→ Task to carry out
Set down, without any change, the part of the material that runs from its start through the line containing "Outline every instance".

[Extracted records]
□ □ □

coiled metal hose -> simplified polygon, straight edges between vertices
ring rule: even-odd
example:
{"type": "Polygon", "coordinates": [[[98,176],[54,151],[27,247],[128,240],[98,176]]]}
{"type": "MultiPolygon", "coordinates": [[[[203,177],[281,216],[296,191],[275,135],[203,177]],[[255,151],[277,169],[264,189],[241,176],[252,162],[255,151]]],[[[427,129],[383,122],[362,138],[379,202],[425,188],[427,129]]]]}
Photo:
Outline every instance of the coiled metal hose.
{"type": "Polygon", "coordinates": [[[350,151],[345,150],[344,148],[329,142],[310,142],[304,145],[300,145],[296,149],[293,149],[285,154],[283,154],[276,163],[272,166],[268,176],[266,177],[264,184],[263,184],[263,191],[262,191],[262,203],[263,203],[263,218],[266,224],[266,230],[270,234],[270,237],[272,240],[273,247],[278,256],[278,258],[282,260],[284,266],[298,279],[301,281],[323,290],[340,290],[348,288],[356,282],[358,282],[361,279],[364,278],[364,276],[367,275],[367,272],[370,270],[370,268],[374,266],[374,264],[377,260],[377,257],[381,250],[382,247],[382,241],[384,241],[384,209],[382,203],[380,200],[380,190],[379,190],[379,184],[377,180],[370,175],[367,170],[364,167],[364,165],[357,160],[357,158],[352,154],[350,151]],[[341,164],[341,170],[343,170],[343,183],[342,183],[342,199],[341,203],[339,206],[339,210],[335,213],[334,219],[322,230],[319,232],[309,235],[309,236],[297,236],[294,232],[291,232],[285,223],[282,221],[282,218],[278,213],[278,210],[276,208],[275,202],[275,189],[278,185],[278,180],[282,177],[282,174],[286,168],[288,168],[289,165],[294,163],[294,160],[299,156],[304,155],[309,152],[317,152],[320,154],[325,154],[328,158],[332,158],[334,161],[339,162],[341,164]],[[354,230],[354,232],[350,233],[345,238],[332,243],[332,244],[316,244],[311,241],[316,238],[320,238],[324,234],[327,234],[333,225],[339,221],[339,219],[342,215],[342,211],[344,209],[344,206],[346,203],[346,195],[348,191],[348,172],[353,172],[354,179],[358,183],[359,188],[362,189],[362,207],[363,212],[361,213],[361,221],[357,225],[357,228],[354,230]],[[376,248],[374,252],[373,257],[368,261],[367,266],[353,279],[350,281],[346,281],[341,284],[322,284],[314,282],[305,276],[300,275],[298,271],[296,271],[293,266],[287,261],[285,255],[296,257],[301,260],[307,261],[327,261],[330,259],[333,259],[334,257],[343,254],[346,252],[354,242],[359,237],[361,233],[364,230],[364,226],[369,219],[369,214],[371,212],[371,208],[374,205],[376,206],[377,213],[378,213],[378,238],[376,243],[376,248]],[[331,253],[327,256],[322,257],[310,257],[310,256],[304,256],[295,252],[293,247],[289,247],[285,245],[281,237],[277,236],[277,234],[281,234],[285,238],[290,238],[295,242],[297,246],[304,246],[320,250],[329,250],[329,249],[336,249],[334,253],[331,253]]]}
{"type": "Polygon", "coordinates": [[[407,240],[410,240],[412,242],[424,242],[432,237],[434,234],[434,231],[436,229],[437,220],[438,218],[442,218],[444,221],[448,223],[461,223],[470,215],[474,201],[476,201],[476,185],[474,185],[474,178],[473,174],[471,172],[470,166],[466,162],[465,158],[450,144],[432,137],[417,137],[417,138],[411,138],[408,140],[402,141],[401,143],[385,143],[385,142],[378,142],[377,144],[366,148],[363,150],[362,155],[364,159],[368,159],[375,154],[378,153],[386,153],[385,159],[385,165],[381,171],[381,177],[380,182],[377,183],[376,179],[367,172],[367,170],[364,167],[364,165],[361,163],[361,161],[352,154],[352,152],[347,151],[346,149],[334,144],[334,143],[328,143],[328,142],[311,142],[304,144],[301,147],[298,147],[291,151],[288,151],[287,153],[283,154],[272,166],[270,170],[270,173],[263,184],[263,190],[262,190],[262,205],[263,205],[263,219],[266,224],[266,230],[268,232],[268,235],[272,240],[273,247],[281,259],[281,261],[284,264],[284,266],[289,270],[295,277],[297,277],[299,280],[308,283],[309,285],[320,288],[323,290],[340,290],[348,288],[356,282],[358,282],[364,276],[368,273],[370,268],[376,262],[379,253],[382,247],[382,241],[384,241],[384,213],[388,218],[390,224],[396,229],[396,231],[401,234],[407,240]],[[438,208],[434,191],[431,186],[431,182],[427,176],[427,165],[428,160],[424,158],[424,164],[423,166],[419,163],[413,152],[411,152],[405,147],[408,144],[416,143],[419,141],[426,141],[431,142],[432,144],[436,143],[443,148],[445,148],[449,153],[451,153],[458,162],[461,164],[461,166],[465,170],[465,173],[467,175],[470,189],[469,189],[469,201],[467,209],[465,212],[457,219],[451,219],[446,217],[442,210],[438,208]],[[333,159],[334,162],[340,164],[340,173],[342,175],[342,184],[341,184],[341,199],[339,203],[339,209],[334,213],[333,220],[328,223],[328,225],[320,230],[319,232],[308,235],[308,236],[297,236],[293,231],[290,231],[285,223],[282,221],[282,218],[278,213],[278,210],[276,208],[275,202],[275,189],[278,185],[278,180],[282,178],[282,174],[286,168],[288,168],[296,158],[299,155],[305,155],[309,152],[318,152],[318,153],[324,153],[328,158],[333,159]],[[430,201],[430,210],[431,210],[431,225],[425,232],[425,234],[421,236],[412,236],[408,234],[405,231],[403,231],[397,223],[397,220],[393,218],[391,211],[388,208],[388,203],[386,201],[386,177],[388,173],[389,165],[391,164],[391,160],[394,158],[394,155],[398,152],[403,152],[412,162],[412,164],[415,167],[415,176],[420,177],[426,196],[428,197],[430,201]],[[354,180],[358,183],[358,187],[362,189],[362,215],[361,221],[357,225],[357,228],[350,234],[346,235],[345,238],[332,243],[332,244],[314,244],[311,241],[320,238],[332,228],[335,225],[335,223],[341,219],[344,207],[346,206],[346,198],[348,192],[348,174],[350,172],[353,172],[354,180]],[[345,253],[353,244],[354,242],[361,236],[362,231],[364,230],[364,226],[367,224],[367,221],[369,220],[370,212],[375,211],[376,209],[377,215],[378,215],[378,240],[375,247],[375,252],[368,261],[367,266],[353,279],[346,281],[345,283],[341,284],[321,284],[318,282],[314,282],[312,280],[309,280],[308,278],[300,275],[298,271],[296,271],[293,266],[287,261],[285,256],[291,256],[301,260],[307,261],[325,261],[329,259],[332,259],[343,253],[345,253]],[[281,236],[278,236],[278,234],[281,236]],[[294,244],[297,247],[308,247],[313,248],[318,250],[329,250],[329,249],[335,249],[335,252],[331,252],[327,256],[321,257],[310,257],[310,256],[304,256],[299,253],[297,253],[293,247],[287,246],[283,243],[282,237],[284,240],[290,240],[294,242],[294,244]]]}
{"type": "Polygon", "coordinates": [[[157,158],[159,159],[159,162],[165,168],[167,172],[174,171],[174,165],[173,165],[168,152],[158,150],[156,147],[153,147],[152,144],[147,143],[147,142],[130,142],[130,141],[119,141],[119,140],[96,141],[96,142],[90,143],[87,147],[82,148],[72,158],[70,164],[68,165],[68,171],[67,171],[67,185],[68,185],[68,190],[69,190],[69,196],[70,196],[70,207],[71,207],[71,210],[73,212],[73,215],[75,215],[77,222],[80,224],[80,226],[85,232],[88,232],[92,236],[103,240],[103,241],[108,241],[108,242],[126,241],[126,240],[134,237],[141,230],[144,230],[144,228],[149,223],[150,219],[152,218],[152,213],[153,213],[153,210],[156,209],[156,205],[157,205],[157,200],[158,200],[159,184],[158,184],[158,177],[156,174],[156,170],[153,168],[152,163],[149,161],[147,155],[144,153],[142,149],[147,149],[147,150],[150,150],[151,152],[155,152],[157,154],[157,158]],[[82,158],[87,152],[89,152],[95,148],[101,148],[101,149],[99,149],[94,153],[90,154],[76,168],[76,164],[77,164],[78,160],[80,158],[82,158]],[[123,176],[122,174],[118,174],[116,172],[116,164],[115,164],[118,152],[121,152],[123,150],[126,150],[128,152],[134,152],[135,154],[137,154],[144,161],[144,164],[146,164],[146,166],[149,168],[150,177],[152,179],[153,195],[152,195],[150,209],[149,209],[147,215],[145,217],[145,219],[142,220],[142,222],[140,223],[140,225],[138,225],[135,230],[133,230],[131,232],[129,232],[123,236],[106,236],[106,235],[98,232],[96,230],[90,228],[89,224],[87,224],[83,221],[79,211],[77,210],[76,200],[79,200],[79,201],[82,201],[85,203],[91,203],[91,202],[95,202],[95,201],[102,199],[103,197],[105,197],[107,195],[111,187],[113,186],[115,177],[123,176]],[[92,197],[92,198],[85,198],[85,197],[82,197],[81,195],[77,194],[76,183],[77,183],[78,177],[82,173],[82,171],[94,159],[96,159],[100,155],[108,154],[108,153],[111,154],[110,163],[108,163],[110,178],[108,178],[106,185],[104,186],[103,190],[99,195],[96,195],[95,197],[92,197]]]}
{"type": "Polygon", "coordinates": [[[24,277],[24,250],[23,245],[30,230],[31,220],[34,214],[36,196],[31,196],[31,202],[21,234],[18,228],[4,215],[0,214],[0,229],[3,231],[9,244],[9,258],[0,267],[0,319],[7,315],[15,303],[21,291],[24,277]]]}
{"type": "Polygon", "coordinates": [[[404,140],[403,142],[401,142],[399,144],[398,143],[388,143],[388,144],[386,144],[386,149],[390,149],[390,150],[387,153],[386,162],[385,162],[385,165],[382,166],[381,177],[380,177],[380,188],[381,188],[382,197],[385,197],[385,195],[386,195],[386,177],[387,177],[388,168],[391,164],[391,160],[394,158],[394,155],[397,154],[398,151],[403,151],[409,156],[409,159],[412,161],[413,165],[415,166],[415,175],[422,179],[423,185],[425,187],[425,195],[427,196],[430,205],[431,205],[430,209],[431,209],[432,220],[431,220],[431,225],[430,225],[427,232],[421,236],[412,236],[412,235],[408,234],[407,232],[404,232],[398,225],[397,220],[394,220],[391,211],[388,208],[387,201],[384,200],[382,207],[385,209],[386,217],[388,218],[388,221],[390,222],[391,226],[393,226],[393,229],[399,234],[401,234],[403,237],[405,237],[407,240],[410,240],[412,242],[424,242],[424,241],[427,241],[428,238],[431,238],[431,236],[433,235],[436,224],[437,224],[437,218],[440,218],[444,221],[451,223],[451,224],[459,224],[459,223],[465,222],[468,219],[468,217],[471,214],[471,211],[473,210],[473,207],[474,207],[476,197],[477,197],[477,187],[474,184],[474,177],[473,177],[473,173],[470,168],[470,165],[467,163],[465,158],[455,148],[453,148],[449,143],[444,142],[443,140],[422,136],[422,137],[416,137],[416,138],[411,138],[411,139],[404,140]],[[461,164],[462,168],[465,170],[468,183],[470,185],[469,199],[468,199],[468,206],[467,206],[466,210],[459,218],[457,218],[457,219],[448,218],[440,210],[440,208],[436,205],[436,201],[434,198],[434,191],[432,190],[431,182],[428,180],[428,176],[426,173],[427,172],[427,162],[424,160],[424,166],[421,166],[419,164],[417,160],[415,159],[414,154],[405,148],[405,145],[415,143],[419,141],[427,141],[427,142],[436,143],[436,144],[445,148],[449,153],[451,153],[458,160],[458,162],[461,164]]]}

□ □ □

→ Worked answer
coiled metal hose -> simplified polygon, straight edges between vertices
ring rule: even-odd
example:
{"type": "Polygon", "coordinates": [[[98,176],[54,151],[27,247],[128,240],[98,176]]]}
{"type": "MultiPolygon", "coordinates": [[[[203,177],[281,216],[296,191],[275,135],[203,177]],[[255,151],[277,169],[264,189],[241,176],[252,162],[255,151]]],[[[427,129],[383,122],[362,138],[379,202],[425,188],[427,129]]]]}
Photo:
Outline every instance of the coiled metal hose.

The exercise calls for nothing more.